Referring expression pointing data
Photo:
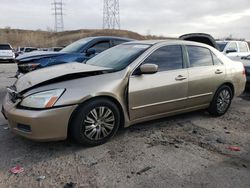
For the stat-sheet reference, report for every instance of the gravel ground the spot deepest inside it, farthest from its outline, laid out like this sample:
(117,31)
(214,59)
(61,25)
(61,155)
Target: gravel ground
(189,150)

- EXERCISE AIM -
Copy all records exactly; omit images.

- ANSWER BOX -
Photo:
For the stat-sheet reference, report for every instance of the gravel ground the spot deepest inside it, farthest from its outline, laid out like this sample:
(117,31)
(214,59)
(61,25)
(61,155)
Target: gravel ground
(189,150)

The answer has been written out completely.